▸ Supplied passage:
———

In Michigan, coronavirus case trends are heading in the wrong direction. That's according to The Atlantic's COVID Tracking Project, which reports that COVID-19 hospitalizations have risen by 45 percent in Michigan since late February. The state also has the highest infection rate in the nation.
"On average, each person in Michigan with COVID is infecting 1.18 other people. As such, the total number of active cases in Michigan is growing at an unsustainable rate," a report from COVID Act Now reads. "If this trend continues, the hospital system may become overloaded. Caution is warranted."
Michigan ranks fourth in the nation for the highest daily new COVID cases per 100,000 residents, behind New Jersey, New York, and Rhode Island. According to COVID Act Now, Michigan's rate is considered "high."
This surge has led to Michigan having the nation's fourth-highest number of daily new coronavirus cases this week. The brunt of this surge seems to be centered in the Detroit area, which now ranks first in the nation in a metric that combines increases in test positivity and cases, and fourth in hospital admissions for metropolitan areas with more than 1 million people, according to the COVID Tracking Project.

———

▸ Available data:
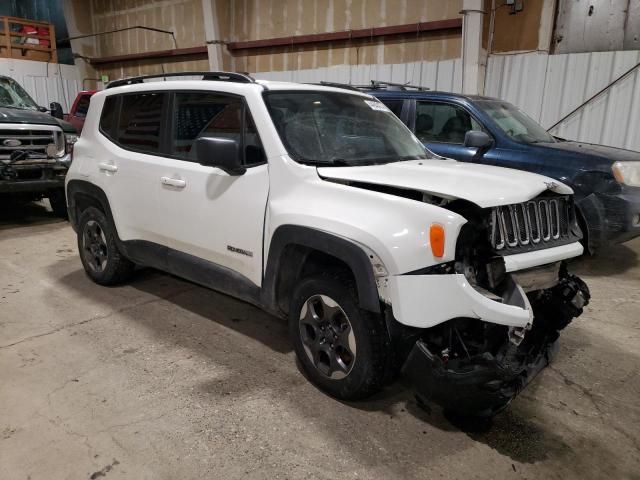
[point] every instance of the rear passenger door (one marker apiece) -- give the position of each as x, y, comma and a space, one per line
210, 214
130, 162
442, 126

———

▸ Required actions:
1 > Summarize the article on Michigan's COVID-19 surge in two sentences.
2 > According to the article on Michigan's COVID-19 surge, how many other people is each person in Michigan with COVID infecting on average?
3 > Give a continuation of the article on Michigan's COVID-19 surge, starting after its final sentence.

▸ Responses per task:
1 > COVID-19 hospitalizations in Michigan have risen by 45 percent since late February, and the state has the nation's highest infection rate, with COVID Act Now warning that active cases are growing at an unsustainable rate that could overload hospitals. The surge is centered in the Detroit area, which ranks first in the nation in a metric combining increases in test positivity and cases among metropolitan areas with more than 1 million people.

2 > On average, each person in Michigan with COVID is infecting 1.18 other people.

3 >
Why is this happening? Dr. Teena Chopra, an infectious-disease specialist and Wayne State University professor, told Metro Times it's likely there are multiple factors. Restaurants reopened for indoor dining in February. But even more contagious mutations of the virus, or "variants of concern," have also appeared, including B.1.1.7, which has been driving the spread of COVID-19 in Washtenaw County at the University of Michigan. According to the CDC, Michigan has the second-most confirmed cases of B.1.1.7 after Florida — despite having fewer than half the number of residents.
Another factor could be the disparity in vaccinations across the state. The COVID Tracking Project notes that according to state data, Michigan has administered first doses to 61% of its residents aged 65–74, and 62% of residents 75 and older. In comparison, the CDC reports that 66% of the U.S. population aged 65 and up has received at least one dose of vaccine.
But in majority-Black Detroit, only 43% of those aged 65–74 and 39% of people 75 and older have been given their first doses of vaccinations. And while Michigan has vaccinated about a quarter of its total population, only about 15% of eligible Detroiters have been given their first dose. The trend continues for Black people across the state, with just 28% of Black residents 65 and older receiving at least one dose of vaccine.
If vaccine hesitancy a factor, it's not just in Black communities. According to polls, Republican men report the highest rate of vaccine hesitancy, with nearly half, or 49%, saying they won't get vaccinated. Meanwhile, 47% Trump supporters say they won't get vaccinated, as well as 25% of Black respondents, 28% of white respondents, and 37% of Latino respondents, according to Axios. That's contrasted with only 10% of Biden supporters who said they won't get vaccinated.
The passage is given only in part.